• What to do
Exactly reproduce the lines that follow.

• Excerpt from a dataset
-----

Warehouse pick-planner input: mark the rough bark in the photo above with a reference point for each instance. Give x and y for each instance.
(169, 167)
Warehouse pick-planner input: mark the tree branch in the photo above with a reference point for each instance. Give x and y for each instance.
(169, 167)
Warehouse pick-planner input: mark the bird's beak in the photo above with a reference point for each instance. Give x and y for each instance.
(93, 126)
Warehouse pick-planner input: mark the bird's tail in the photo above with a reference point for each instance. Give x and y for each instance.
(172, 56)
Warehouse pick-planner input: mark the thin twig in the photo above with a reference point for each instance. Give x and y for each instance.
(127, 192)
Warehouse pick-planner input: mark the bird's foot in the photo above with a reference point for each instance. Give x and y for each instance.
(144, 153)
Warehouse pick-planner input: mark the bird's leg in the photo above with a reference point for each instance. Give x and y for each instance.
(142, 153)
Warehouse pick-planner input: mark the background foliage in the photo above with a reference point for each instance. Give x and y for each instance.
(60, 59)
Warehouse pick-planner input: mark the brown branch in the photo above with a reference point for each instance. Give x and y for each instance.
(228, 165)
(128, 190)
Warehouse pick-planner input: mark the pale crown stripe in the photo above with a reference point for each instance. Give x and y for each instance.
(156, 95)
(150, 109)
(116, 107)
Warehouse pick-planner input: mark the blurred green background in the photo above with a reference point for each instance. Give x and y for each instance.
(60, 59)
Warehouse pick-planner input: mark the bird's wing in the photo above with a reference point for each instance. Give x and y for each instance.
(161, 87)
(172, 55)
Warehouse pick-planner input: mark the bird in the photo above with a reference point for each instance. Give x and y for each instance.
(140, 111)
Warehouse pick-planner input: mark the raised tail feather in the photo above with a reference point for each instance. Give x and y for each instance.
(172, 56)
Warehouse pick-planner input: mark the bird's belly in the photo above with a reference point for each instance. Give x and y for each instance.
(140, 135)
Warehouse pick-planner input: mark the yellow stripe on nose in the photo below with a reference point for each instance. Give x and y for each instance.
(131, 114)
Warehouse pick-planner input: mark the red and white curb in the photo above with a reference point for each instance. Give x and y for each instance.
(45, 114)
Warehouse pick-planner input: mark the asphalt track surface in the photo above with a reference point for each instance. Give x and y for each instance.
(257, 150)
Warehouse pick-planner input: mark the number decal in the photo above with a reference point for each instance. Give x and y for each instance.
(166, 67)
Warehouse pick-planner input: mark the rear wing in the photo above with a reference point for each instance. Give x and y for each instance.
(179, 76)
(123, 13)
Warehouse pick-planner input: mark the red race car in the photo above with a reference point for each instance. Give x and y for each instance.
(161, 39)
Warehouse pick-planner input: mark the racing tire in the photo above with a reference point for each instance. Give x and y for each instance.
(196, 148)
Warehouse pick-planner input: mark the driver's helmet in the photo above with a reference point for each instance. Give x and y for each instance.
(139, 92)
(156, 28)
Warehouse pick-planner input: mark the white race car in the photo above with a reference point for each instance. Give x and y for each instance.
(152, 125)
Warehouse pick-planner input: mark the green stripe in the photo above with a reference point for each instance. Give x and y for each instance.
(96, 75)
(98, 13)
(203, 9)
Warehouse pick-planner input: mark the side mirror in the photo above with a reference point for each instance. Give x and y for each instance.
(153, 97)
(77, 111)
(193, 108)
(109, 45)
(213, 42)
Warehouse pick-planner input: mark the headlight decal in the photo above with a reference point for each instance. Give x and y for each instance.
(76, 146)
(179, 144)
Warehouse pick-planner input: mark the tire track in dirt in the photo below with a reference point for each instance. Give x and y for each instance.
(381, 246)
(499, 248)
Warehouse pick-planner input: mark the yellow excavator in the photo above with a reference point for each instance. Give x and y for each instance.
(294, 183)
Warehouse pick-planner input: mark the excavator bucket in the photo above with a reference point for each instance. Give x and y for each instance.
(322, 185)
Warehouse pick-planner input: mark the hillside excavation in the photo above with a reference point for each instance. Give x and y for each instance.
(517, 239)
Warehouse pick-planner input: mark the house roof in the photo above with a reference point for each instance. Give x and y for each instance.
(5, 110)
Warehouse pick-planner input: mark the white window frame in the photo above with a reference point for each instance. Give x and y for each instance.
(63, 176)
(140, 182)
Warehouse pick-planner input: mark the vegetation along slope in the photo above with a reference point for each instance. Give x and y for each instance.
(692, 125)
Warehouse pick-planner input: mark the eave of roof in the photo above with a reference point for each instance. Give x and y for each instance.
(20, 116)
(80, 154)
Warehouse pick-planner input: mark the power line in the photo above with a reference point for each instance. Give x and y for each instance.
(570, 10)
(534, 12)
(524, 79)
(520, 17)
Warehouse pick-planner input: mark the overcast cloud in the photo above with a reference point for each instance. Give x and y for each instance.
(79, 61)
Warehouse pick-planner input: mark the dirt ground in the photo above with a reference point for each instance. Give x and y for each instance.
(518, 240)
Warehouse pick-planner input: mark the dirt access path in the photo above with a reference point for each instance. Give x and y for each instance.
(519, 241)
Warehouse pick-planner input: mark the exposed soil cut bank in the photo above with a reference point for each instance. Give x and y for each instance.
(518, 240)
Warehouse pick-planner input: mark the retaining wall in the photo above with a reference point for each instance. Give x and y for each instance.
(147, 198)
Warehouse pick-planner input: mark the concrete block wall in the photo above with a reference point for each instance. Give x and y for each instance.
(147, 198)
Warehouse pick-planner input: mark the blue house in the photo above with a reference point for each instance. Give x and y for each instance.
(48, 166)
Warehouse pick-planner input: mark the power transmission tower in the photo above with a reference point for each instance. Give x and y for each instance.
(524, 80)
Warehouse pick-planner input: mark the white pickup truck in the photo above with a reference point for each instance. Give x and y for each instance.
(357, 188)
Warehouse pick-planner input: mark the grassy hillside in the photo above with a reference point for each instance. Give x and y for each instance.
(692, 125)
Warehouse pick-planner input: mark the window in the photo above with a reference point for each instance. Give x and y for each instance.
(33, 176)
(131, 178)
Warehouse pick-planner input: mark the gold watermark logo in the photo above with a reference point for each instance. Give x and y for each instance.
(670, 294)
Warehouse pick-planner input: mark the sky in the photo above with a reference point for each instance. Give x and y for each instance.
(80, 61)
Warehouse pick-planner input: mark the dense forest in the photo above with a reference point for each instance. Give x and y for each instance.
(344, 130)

-----

• Exercise answer
Warehouse pick-planner input: mark the rough bark in the photo above with a reference point for each instance. Give x and y for each instance.
(169, 167)
Warehouse pick-planner input: mark the tree branch in the photo above with a reference point for each instance. Give x and y for each instance.
(169, 167)
Warehouse pick-planner input: mark the bird's beak in the photo above with a reference point for each instance. Give x and y for each instance.
(93, 126)
Warehouse pick-planner input: mark the bird's tail in the photo above with a reference point for each instance. Give x and y for each instance.
(172, 56)
Warehouse pick-planner input: mark the thin twig in the photo above with a reference point for each instance. Give x and y for each instance.
(127, 192)
Warehouse pick-planner input: mark the bird's foot in the photo above with a reference point for each instance. Give x and y for each instance.
(144, 153)
Warehouse pick-planner input: mark the bird's leg in the photo above with a reference point for each instance. Give x and y for each instance.
(142, 153)
Warehouse pick-planner input: mark the background foliage in the photo above with a reference point for each instance. Give x and y for each instance.
(60, 59)
Warehouse pick-planner input: mark the brown branch in the photo above with a reference point for each instance. Give x and y for each instance.
(228, 165)
(128, 190)
Warehouse pick-planner input: mark the pale crown stripe in the photo above with a reference point for each instance. Give x and y for each instance.
(156, 95)
(150, 109)
(116, 107)
Warehouse pick-planner input: mark the blurred green background in the photo above with a reference point for each instance. Give x and y for each instance.
(60, 59)
Warehouse pick-planner input: mark the bird's wing in the photo above with a reference point for each instance. Give x and y for each instance.
(161, 87)
(172, 55)
Warehouse pick-planner input: mark the bird in the photo above with a reference point for each instance. Give x and y for each instance.
(140, 111)
Warehouse pick-planner input: mark the raised tail feather in the photo above with a reference point for each instance. Give x and y for each instance.
(172, 56)
Warehouse pick-planner input: mark the bird's belly in the photo above with a reference point for each instance. Give x and y for each instance.
(140, 135)
Warehouse pick-planner input: mark the yellow stripe on nose in the photo below with a reference point for each instance. Give x and y for each instance.
(131, 114)
Warehouse pick-planner input: mark the red and white curb in the photo above with a reference point for each instance. Give x and y for each instance.
(45, 114)
Warehouse pick-planner input: mark the asphalt track surface in the photo above with a reference point for each instance. Give x and y for each instance.
(257, 150)
Warehouse pick-planner input: mark the number decal in the photo above with a reference point for each instance. Give x and y for each instance.
(166, 67)
Warehouse pick-planner input: mark the rear wing in the photo above with a reference point for each instance. Give x and y for each instance.
(179, 76)
(123, 13)
Warehouse pick-planner input: mark the red race car in the photo above with a reference point for each instance. Give x and y for each instance.
(161, 39)
Warehouse pick-planner input: mark the racing tire in the photo above with a reference point for each instance. Give x and y for each instance.
(196, 148)
Warehouse pick-planner input: mark the driver's helmet in the photo above with a reference point for each instance. Give x and y for each instance.
(139, 92)
(156, 28)
Warehouse pick-planner input: mark the white race car in the photo above with a reference point for each instance. Give x and y for each instance.
(152, 125)
Warehouse pick-planner input: mark the green stripe in the photo above with a reference point for each instance. Give x and y for each instance.
(96, 75)
(98, 13)
(203, 9)
Warehouse pick-planner input: mark the side mirror in the photo above with a reference point for each instance. Give x and y for each instance.
(153, 97)
(77, 111)
(193, 108)
(109, 45)
(213, 42)
Warehouse pick-planner input: mark the headlight decal in the photo above with a reference point for each instance. Give x and y for each instance.
(76, 146)
(179, 144)
Warehouse pick-planner input: mark the tire track in dirt in the photo below with a reference point for each instance. Give x and y for each instance.
(381, 246)
(499, 248)
Warehouse pick-planner input: mark the yellow excavator in the photo above with a reference point for each instance. Give x and y for each instance.
(294, 183)
Warehouse pick-planner input: mark the excavator bucket in the photo above with a reference point for each instance. Give x and y for each instance.
(322, 185)
Warehouse pick-planner input: mark the hillside excavation in the photo above with a reference point for each instance. Give x and y for each instance.
(517, 239)
Warehouse pick-planner input: mark the house roof in the photo above with a reference point for each instance. Give x and y for each instance.
(5, 110)
Warehouse pick-planner input: mark the white window frame in the photo above with a reference point for each instance. Give x and y for each instance.
(63, 176)
(140, 182)
Warehouse pick-planner input: mark the vegetation along slope in the photo above with a reference point for each instance. Give x and y for each instance.
(692, 125)
Warehouse pick-planner input: mark the eave of roof in the photo above with a reference point for each instance. Give x and y for each instance.
(20, 116)
(80, 154)
Warehouse pick-planner input: mark the power line in the photo above with a reference point for each instance. Give x and y for each instance.
(570, 10)
(534, 12)
(524, 79)
(520, 17)
Warehouse pick-planner input: mark the overcast cloud in the photo above with a reference point for each instance. Give x and y for each instance.
(79, 61)
Warehouse pick-planner input: mark the dirt ground in the photo above with a reference point for each instance. Give x and y for each instance.
(518, 240)
Warehouse pick-planner input: mark the dirt access path in the photo above with a reference point for each instance. Give x and y for each instance.
(519, 241)
Warehouse pick-planner input: mark the exposed soil cut bank in the photo above with a reference point for each instance. Give x and y for each instance.
(518, 240)
Warehouse pick-planner input: mark the retaining wall in the photo above with a reference point for each instance. Give x and y for each instance.
(147, 198)
Warehouse pick-planner input: mark the concrete block wall in the photo above with a reference point for each instance. Give x and y for each instance.
(147, 198)
Warehouse pick-planner input: mark the blue house in the photo above with a reference point for each instance. Give x and y for each instance.
(48, 166)
Warehouse pick-planner input: mark the power transmission tower in the photo above with a reference point for each instance. Give x and y for each instance.
(524, 80)
Warehouse pick-planner input: mark the white pickup truck in the photo above with a reference point for each instance. Give x and y for each instance.
(357, 188)
Warehouse pick-planner input: mark the grassy hillside in the photo above with a reference point for each instance. Give x and y for each instance.
(692, 125)
Warehouse pick-planner input: mark the window in the photo above with a reference point for each instance. Give x and y for each instance.
(33, 176)
(131, 178)
Warehouse pick-planner input: mark the gold watermark logo in the photo above with a reference point for each instance. Give x and y for each instance.
(670, 294)
Warehouse pick-planner input: mark the sky in the photo above with a reference point for each instance. Give x and y for each instance.
(80, 61)
Warehouse pick-planner input: mark the dense forest in the photo above with a reference point for each instance. Give x and y for each instance.
(344, 130)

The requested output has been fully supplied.